Work required: Whenever the word "river" appears in a line of the data below, copy that line.

======== Records shown

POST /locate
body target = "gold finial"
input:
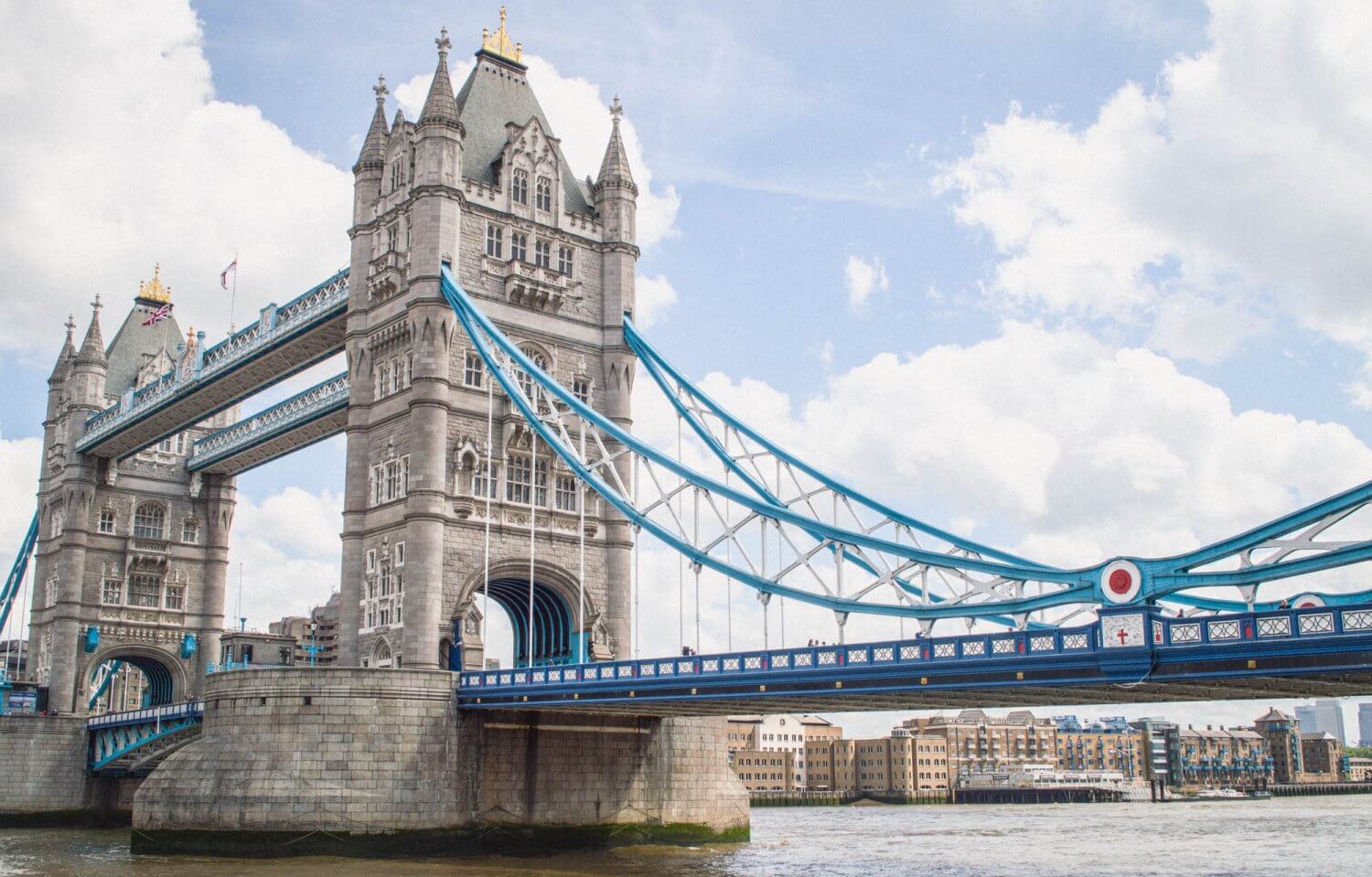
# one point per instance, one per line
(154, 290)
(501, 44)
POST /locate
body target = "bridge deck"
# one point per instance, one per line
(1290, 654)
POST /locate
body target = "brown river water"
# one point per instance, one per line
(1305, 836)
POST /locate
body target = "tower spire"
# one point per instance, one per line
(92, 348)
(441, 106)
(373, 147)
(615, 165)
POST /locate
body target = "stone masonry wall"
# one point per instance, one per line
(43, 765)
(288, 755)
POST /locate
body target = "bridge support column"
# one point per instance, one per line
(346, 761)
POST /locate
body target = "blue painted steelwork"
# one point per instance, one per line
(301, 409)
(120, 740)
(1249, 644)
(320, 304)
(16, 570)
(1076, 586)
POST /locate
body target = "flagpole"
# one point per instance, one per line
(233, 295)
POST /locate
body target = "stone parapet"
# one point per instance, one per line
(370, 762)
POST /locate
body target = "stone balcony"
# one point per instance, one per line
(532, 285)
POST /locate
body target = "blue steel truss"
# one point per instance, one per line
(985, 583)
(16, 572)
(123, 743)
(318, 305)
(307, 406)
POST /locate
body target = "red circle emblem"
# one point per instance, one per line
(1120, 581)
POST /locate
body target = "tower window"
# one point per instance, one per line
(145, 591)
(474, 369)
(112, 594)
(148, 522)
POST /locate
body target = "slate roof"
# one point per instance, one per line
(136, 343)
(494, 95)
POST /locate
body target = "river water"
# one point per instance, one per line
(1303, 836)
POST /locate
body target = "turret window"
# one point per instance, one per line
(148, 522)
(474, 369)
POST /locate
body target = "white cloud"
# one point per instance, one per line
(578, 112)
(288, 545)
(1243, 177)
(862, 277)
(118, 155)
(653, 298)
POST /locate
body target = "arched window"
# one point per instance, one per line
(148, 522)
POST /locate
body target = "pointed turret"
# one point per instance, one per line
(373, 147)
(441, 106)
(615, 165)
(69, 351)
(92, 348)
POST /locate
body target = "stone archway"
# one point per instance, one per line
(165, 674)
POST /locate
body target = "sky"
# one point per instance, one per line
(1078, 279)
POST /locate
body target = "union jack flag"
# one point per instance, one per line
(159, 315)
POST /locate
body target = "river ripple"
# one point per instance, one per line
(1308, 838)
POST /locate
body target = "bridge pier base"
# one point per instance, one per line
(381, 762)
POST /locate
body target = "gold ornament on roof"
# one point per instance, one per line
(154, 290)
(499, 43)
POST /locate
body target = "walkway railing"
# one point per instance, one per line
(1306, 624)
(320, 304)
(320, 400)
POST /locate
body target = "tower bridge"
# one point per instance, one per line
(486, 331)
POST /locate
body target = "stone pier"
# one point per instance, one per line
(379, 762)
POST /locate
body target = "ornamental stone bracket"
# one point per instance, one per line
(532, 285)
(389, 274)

================

Written answer:
body target = "brown river water"
body target = "river water"
body target = "river ripple"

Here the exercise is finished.